Extracted records START

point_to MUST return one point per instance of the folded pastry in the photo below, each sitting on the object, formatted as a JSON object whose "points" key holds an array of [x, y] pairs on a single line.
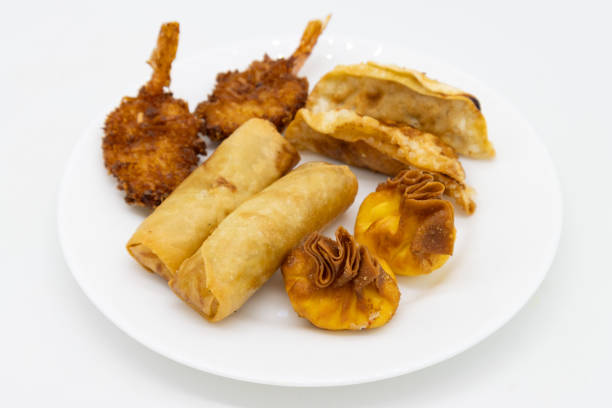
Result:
{"points": [[253, 157], [339, 285], [407, 225], [250, 244], [406, 97], [365, 142]]}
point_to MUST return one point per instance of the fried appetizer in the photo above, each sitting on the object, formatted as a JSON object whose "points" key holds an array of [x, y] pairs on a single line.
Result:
{"points": [[406, 97], [268, 89], [339, 285], [407, 225], [365, 142], [151, 141], [252, 158], [251, 243]]}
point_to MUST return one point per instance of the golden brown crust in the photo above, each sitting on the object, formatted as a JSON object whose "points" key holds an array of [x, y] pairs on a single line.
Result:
{"points": [[339, 285], [267, 89], [151, 141], [406, 224]]}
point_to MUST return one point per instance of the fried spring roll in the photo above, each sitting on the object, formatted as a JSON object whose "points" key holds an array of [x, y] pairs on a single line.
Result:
{"points": [[251, 243], [252, 158]]}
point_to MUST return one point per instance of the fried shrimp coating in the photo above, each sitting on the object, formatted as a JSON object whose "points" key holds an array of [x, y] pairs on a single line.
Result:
{"points": [[151, 142], [268, 89]]}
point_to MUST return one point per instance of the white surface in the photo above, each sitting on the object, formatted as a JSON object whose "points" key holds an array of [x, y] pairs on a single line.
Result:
{"points": [[478, 290], [62, 61]]}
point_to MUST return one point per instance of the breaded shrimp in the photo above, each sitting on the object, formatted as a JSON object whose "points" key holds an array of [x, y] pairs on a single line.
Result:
{"points": [[268, 89], [151, 142]]}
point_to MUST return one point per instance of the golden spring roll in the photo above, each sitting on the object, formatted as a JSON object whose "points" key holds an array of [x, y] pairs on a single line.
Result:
{"points": [[252, 158], [251, 243]]}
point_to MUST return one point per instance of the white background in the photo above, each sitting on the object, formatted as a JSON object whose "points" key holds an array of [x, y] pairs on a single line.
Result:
{"points": [[61, 63]]}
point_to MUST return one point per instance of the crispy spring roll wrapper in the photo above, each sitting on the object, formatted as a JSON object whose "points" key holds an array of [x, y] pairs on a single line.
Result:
{"points": [[252, 242], [252, 158]]}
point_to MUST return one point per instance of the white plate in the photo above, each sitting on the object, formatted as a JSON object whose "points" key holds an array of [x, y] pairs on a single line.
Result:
{"points": [[502, 252]]}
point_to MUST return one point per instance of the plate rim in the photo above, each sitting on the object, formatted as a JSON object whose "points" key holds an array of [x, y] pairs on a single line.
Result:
{"points": [[544, 265]]}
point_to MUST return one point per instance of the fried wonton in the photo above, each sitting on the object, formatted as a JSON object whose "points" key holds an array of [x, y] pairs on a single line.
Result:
{"points": [[339, 285], [406, 97], [365, 142], [407, 225]]}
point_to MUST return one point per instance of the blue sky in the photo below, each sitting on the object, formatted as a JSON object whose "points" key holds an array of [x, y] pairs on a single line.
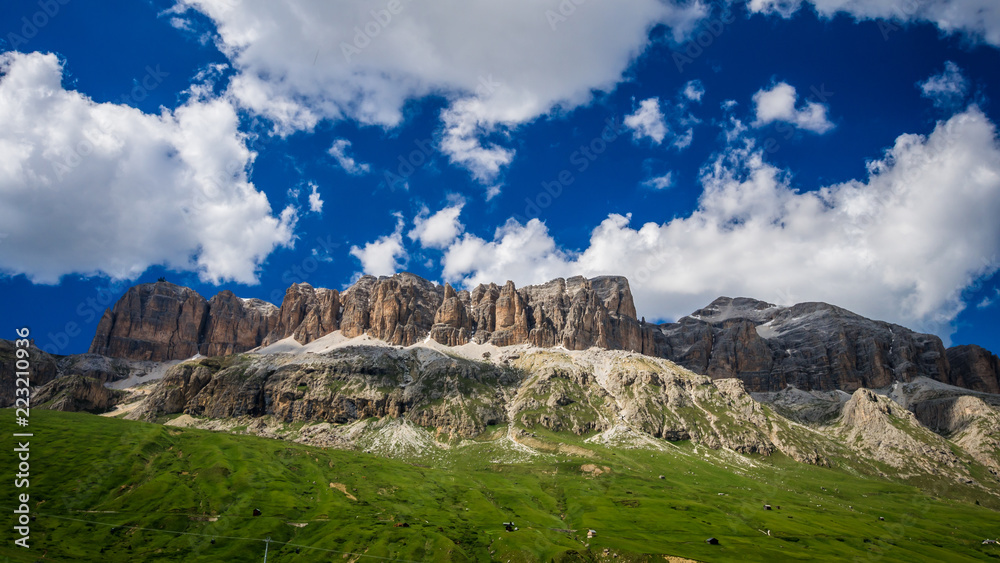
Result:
{"points": [[776, 150]]}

Extracted records END

• _Task instructions_:
Reproduce exactly and only the lines from the one with "point_to MUST return one point per instance of the fried wonton" through the last entry, both included, excluding every picture.

• _Answer below_:
point_to MUST return one point per instance of the fried wonton in the photo above, each sitting on the object, formatted as a JSON object whose "points" key holds an array of [x, y] pairs on a single line.
Result:
{"points": [[339, 285], [406, 97], [365, 142], [407, 225]]}
point_to MUST return one point per instance of the blue sky in the photo below, each sitting on the object, formatted as a JSON object whose "points" key holds an array of [x, y] pairs on a single line.
Result:
{"points": [[776, 150]]}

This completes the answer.